# [What this task involves]
Return exactly the span of lines in the following data that opens with the line containing "Target: dried vegetation background" and closes with the line containing "point(256, 91)". Include nothing else.

□ □ □ □

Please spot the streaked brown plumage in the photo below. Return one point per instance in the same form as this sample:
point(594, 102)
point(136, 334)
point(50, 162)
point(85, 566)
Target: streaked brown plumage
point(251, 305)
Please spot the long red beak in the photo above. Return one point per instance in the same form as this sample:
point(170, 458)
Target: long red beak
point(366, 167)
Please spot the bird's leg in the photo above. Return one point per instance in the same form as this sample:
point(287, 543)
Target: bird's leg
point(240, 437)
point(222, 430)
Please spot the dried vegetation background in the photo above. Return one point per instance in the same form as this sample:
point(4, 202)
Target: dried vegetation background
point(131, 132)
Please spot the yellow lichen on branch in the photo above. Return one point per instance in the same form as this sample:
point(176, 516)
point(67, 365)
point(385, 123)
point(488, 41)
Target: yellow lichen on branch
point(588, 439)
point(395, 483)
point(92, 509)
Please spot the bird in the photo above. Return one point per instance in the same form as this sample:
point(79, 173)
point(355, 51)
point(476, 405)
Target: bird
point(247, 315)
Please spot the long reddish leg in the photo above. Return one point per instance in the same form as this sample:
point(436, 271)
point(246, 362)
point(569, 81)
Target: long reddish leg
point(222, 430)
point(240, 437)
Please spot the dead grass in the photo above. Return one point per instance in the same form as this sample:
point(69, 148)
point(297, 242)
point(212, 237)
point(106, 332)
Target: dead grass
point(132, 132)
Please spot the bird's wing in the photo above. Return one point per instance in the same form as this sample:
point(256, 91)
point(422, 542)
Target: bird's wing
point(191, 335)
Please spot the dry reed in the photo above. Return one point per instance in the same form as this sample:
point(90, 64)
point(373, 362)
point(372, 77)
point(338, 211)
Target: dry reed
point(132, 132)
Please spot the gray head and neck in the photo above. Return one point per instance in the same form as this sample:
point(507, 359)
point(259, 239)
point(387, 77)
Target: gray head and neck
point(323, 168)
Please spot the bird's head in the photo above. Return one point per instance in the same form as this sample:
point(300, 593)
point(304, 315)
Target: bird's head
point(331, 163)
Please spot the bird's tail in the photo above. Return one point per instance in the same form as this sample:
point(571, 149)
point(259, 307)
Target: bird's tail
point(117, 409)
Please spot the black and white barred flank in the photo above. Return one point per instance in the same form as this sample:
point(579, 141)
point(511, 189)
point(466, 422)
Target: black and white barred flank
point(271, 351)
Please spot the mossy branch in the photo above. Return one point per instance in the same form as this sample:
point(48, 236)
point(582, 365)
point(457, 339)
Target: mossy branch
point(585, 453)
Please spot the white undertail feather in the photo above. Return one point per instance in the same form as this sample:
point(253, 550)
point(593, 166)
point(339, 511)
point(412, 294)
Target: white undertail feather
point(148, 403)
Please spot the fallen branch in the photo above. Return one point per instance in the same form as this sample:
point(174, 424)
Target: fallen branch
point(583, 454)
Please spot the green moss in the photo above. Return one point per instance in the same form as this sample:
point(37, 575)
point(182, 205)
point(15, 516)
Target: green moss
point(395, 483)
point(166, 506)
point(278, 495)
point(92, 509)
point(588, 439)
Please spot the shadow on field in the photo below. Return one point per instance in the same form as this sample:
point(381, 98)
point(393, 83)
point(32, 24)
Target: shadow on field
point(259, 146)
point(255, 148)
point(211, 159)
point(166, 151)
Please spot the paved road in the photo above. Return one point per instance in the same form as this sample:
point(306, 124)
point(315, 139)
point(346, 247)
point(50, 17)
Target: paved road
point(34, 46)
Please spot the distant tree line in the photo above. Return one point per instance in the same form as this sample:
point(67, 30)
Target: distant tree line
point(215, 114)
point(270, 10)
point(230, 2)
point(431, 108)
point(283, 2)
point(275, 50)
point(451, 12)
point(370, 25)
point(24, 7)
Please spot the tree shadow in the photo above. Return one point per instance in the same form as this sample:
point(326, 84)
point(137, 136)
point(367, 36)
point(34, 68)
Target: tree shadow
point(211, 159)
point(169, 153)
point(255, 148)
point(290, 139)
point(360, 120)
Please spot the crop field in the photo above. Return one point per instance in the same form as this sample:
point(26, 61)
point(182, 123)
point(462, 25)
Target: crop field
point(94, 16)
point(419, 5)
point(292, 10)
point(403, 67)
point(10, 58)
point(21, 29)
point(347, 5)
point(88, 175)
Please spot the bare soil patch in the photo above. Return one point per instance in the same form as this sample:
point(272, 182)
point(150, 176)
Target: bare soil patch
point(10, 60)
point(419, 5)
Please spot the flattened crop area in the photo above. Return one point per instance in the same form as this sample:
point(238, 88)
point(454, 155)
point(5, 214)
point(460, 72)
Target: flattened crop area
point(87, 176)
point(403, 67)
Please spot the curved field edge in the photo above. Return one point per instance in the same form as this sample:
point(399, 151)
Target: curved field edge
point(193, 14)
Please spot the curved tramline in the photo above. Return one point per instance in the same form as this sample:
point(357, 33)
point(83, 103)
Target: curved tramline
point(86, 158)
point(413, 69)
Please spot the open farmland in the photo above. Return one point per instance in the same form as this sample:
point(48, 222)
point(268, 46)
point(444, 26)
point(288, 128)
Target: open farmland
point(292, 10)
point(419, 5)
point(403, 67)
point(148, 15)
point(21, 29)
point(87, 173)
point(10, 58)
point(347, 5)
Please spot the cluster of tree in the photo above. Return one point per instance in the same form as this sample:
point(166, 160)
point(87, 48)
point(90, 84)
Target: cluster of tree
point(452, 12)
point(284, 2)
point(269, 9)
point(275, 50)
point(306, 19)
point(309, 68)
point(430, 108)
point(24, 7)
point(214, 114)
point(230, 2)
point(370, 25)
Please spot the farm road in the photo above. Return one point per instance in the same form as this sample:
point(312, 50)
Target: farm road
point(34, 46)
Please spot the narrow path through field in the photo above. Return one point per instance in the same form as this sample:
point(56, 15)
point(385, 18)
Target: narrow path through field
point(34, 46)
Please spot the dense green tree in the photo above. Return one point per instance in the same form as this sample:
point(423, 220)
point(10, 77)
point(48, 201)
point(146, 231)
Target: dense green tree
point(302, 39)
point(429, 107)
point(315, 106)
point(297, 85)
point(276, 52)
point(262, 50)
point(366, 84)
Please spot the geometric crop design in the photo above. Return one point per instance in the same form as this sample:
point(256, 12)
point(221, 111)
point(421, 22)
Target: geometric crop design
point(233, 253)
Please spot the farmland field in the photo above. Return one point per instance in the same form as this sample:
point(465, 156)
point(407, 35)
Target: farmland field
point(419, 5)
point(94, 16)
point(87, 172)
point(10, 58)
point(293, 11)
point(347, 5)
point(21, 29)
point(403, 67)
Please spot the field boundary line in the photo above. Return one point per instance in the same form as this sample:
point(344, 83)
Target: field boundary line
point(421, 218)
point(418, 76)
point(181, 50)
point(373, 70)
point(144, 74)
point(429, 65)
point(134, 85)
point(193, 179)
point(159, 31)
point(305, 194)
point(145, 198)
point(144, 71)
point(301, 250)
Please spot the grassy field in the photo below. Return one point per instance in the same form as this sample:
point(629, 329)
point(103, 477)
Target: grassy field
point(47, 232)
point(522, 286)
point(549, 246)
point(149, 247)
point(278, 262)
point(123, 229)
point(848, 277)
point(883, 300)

□ □ □ □

# [Exercise output]
Target: dried vegetation background
point(131, 132)
Please spot the yellow lichen on branch in the photo above. Return one point per instance in the same form as this sample:
point(176, 516)
point(67, 365)
point(385, 123)
point(488, 41)
Target: yellow lichen on branch
point(588, 439)
point(395, 483)
point(92, 509)
Please spot the bird in the photo above. Return one point per instance in the same form as this sample:
point(79, 173)
point(355, 51)
point(476, 405)
Target: bird
point(247, 315)
Please spot the long reddish leg in the photo above. Return one point per instance in the same form as this sample:
point(436, 271)
point(246, 362)
point(569, 81)
Target: long reddish leg
point(222, 430)
point(240, 437)
Please spot the dead grass in the photo above. Return one point per instance in the same form as this sample:
point(69, 148)
point(297, 242)
point(212, 237)
point(106, 332)
Target: dead grass
point(132, 132)
Please spot the bird's wing in the photo above. Return one point per instance in the same form as this sample:
point(256, 91)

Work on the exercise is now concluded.